══ Texto ══

Y me curabas los pies…

Por Katherine Bisquet

«Al séptimo día, cuando finalmente hemos dejado atrás las dunas, divisamos entre el mortecino marrón grisáceo del paisaje desierto una franja de gris más oscuro.»

J. M. Coetzee, Esperando a los bárbaros

 

El hombre pregunta hacia dónde queda la montaña. Se dirige en la dirección que apunta el índice del nómada. Desenfunda su katana y se adentra en el monte. Así de esta manera le entra el artista a lo verde, a la violencia del mogote. Su técnica se centra en la brocha gorda, su esencia en un gajo seco; la brocha en lo verde, el gajo en la poesía.

Yo supe de la imposibilidad de hablar aquí de arte, de paisaje o de literatura. Entonces me di la tarea de hablar de poesía que a la vez es arte, literatura y paisaje. Por eso me tomo la libertad de pintar como Maikel y escribir como Coetzee, porque al fin de cuentas solo los tres sabemos de qué estamos hablando.

Alguien contó una vez sobre un hombre que masajea unos pies desechos por la tortura. Yo vi en el cuadro “Y me curabas los pies…” que uno de los dos hombres montados a caballos dirigiéndose hacia la montaña era el mismo hombre que devolvió a los bárbaros los pies torturados que amó. Yo encontré a Coetzee antes que Maikel, aunque Coetzee encontró la montaña en el mismo segundo que Maikel. Ambos emprendieron el viaje, uno hacia las tierras movibles de los bárbaros; el otro, hacia la punta límite de la isla. La sierra y el desierto, como uno solo. El paisaje se dispersa en la yerba y la arena. La arena de la sierra, la yerba del desierto, son dos latas de pintura desplayadas en un lienzo oscuro bajo la noche.

“Caminé treinta y cinco kilómetros desde Mota, pueblo que pertenece a Pilón, a la Plata en Santiago, doce horas de camino en la noche”, me cuenta el granmense en una de sus experiencias de viajes sorprendentes, que cinco segundos más tarde resulta ser la adversidad de haber tomado el ómnibus equivocado. El de Esperando a los bárbaros vagó tres semanas por el desierto: “Camino hasta que no puedo dar un paso más; entonces a duras penas subo a la montura, me arrebujo en el abrigo y hago adelantarse a uno de los hombres para que asuma la tarea de guiarnos por la senda semioculta”. Ambos se ampollaron, nadaron como peces en un puñado de polvo. Ambos son perros callejeros que aúllan a la luna menguante. Ambos son de la tierra que pisan, de la tierra sin nombre, como la baldía. De pieles oscuras orientales.

═══

Tareas pendientes:
• A. Por favor, edita el pasaje del texto que comienza en "Yo supe de la" y acaba en "qué estamos hablando.", poniendo "licencia" donde dice "libertad".
• B. Según el texto, ¿cuántos kilómetros caminó el granmense desde Mota?

══ Registros ══

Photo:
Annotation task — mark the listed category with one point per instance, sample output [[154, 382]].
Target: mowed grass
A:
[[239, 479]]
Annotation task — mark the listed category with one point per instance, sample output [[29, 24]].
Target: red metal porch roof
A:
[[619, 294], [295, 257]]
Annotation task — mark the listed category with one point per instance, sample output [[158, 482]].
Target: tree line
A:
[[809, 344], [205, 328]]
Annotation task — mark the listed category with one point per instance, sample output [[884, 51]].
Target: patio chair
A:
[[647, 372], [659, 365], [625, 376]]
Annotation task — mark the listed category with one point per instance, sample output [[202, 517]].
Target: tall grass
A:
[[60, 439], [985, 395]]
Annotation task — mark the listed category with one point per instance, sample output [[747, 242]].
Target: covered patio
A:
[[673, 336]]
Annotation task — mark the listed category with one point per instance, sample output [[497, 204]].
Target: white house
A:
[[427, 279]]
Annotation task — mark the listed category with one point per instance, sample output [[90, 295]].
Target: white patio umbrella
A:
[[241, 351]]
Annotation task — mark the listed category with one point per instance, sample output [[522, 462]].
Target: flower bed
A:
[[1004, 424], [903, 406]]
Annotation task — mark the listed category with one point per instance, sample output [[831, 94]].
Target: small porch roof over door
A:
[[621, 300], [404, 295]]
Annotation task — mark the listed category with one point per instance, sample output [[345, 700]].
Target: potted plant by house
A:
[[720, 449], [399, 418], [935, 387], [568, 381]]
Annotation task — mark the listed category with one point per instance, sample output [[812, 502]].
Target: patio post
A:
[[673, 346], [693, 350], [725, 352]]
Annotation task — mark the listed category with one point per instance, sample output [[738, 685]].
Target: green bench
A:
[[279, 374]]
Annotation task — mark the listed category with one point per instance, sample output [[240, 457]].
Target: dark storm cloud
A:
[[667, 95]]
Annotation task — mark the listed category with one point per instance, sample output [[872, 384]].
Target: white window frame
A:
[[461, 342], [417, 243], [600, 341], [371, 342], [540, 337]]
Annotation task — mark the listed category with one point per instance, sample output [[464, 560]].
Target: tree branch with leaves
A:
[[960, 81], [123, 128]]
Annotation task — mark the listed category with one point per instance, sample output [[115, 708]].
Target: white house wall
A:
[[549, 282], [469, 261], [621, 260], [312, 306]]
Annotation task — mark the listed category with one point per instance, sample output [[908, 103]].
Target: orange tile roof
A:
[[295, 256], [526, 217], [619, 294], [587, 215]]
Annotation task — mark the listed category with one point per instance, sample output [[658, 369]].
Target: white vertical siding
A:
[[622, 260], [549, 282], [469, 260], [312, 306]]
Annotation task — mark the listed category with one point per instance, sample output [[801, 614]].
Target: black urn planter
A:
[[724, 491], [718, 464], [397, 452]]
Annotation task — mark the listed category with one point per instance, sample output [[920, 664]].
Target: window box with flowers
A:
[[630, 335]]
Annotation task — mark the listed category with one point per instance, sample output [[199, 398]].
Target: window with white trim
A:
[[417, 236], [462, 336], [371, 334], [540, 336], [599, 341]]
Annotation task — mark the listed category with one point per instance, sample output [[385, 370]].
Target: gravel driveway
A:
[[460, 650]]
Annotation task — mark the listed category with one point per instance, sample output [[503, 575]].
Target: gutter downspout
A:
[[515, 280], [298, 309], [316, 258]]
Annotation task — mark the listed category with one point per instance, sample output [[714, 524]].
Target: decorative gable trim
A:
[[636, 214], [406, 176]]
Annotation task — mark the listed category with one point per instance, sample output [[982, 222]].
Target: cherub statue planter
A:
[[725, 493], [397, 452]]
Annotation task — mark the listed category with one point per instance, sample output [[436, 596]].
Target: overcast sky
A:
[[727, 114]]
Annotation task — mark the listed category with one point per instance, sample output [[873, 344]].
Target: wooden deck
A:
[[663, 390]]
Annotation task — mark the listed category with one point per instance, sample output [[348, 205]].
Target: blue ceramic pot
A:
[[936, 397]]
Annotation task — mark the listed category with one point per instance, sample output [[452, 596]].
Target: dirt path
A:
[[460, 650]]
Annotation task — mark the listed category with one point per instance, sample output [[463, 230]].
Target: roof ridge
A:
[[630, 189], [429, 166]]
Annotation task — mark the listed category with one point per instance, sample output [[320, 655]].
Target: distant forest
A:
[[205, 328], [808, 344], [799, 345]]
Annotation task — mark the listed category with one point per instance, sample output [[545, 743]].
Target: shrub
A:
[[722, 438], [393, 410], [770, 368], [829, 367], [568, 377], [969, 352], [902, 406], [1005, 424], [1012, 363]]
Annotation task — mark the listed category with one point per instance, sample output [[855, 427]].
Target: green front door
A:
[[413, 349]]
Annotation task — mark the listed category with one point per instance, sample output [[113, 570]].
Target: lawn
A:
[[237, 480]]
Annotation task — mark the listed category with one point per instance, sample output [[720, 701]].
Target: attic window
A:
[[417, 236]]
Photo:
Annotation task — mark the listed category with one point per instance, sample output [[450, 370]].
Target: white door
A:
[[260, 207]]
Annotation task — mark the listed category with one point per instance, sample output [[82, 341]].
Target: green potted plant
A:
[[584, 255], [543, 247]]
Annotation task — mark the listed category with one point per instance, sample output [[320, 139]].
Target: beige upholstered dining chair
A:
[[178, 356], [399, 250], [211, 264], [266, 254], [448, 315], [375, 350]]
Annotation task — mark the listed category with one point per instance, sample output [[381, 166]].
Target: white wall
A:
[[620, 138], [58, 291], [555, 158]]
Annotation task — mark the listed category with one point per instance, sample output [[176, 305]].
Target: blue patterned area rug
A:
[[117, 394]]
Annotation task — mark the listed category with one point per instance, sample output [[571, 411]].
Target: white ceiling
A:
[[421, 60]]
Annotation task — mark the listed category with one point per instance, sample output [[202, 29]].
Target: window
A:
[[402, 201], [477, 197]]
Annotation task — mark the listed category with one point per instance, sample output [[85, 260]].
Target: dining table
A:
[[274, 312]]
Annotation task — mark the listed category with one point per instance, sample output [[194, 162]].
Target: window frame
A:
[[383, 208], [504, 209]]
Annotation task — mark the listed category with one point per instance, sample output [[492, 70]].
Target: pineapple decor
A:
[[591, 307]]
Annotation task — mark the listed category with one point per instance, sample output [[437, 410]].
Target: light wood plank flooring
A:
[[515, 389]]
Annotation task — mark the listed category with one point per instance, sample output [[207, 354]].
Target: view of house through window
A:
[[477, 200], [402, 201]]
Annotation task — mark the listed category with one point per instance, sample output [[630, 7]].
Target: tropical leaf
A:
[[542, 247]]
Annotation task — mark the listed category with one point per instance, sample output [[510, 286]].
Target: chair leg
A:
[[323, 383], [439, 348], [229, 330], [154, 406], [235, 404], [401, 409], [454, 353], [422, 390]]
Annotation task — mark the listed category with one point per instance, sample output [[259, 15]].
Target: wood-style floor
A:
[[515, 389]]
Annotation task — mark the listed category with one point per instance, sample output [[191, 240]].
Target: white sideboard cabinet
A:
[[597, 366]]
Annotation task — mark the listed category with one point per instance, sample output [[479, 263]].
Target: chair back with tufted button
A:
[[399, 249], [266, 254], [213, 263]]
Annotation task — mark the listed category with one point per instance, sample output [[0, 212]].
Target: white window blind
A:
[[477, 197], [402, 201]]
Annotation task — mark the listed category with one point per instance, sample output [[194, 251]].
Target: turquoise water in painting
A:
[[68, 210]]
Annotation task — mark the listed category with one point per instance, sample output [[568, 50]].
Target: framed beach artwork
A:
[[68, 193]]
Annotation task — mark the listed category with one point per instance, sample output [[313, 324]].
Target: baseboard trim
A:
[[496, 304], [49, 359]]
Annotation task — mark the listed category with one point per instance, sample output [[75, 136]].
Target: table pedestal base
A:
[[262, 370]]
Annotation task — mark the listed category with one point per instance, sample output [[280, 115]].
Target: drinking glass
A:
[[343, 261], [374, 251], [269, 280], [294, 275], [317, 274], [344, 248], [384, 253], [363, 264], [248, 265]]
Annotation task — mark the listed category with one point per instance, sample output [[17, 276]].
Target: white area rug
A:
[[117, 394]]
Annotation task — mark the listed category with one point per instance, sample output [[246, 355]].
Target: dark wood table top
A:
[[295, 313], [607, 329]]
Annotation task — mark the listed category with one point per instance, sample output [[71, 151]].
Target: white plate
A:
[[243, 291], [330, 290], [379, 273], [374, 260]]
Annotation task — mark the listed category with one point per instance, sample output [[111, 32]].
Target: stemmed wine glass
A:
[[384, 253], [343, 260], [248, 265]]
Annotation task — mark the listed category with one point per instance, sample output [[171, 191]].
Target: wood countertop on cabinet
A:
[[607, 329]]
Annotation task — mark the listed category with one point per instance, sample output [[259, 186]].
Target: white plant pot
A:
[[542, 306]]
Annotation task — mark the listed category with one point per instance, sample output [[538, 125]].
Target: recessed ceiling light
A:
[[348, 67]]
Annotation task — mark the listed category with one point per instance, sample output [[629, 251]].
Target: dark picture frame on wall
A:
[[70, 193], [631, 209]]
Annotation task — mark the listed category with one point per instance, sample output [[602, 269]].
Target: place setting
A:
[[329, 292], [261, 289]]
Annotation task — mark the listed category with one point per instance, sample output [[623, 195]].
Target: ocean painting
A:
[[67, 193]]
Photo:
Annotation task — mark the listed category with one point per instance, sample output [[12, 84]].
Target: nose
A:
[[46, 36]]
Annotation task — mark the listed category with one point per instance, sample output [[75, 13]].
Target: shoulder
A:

═══

Respuestas completas:
• A.
Yo supe de la imposibilidad de hablar aquí de arte, de paisaje o de literatura. Entonces me di la tarea de hablar de poesía que a la vez es arte, literatura y paisaje. Por eso me tomo la licencia de pintar como Maikel y escribir como Coetzee, porque al fin de cuentas solo los tres sabemos de qué estamos hablando.

• B. Treinta y cinco kilómetros.